START TEXT SEGMENT

I was invited to accompany a very talented musician - playing harmony on my guitar. That's what I like to do - to fill in the spaces in the melody. To add some depth, some height, some overtones, some undertones, to join the flow of the music with my own flow. 

It's a delicate balance - it's a trip. To be there in the moment - fully present, listening. Sometimes to follow, sometimes to lead - while remaining there, side by side - separate, connected. To feel when it's time to step back and let the other shine, or when it's time to break out in a solo. To give solid backing in the rhythm - to give support and lift. To find thehigh notes that make the melody soar - the bass line that keeps its feet close to the Earth. 

If you play music with people, you’ll know what I'm talking aboutand the feeling it gives when it works right. This is what Mozart famously called ' getting into the groove ' - or maybe it was someone else who said that. But that's what it's all about.

END TEXT SEGMENT
START DATASET EXCERPTS

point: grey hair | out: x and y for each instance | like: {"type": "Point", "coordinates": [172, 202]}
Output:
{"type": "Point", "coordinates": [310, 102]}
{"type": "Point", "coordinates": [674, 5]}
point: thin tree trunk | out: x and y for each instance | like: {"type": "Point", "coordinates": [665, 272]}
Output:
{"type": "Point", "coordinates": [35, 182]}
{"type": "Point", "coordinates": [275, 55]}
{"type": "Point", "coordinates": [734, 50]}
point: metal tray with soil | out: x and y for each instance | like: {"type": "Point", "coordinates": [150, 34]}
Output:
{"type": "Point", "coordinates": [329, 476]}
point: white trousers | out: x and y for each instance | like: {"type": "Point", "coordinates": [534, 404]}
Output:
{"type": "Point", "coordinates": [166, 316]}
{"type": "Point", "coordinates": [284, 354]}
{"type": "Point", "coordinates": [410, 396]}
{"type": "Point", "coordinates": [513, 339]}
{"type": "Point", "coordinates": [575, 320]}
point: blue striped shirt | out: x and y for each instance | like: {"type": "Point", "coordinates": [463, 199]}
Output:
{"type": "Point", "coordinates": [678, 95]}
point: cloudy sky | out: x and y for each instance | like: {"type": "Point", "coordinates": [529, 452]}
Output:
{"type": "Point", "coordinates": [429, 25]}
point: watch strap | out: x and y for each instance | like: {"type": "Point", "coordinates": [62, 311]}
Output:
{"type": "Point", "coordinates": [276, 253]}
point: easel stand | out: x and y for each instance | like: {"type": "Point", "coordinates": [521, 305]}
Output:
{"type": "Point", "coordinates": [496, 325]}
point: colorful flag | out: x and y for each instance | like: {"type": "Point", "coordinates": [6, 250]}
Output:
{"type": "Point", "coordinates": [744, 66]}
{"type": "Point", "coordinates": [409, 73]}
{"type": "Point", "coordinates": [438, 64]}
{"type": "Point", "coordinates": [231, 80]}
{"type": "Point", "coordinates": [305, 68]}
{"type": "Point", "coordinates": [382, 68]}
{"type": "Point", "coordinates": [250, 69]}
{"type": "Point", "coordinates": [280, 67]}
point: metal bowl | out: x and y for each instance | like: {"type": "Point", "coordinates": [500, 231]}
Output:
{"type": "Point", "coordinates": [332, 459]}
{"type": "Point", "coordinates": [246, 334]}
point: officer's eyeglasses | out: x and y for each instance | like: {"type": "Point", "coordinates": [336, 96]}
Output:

END DATASET EXCERPTS

● **SHORT PROBLEM**
Write a continuation of the text about accompanying a musician on guitar, starting after its last sentence. The rows are separate material and are not connected to the text about playing harmony on guitar.

● **SOLVED PROBLEM**
In any good musical performance there's always a certain amount of tension. There has to be for it to work. Unless you want to make elevator music, or music to put people to sleep. 

A certain level of tension is good for the music and necessary - especially in a live performance. You want to feel that the players are alive - that the people making the music are human beings, like yourself, also capable of making mistakes. Thereneeds to be an element of risk.  This is something that allows the listener to connect with the music, to be humanised and uplifted by it.

But too much tension and being present at such a performance becomes an uncomfortable experience. Are they trying too hard? Is the tune stuck? How will they get out of this groove - this rut? How is this ordeal going to end - and when? 

Too much tension - or the wrong sort - creates stress. This is what we don't want or need. God knows, there's enough stress in our own daily lives without having to listen to stressful music.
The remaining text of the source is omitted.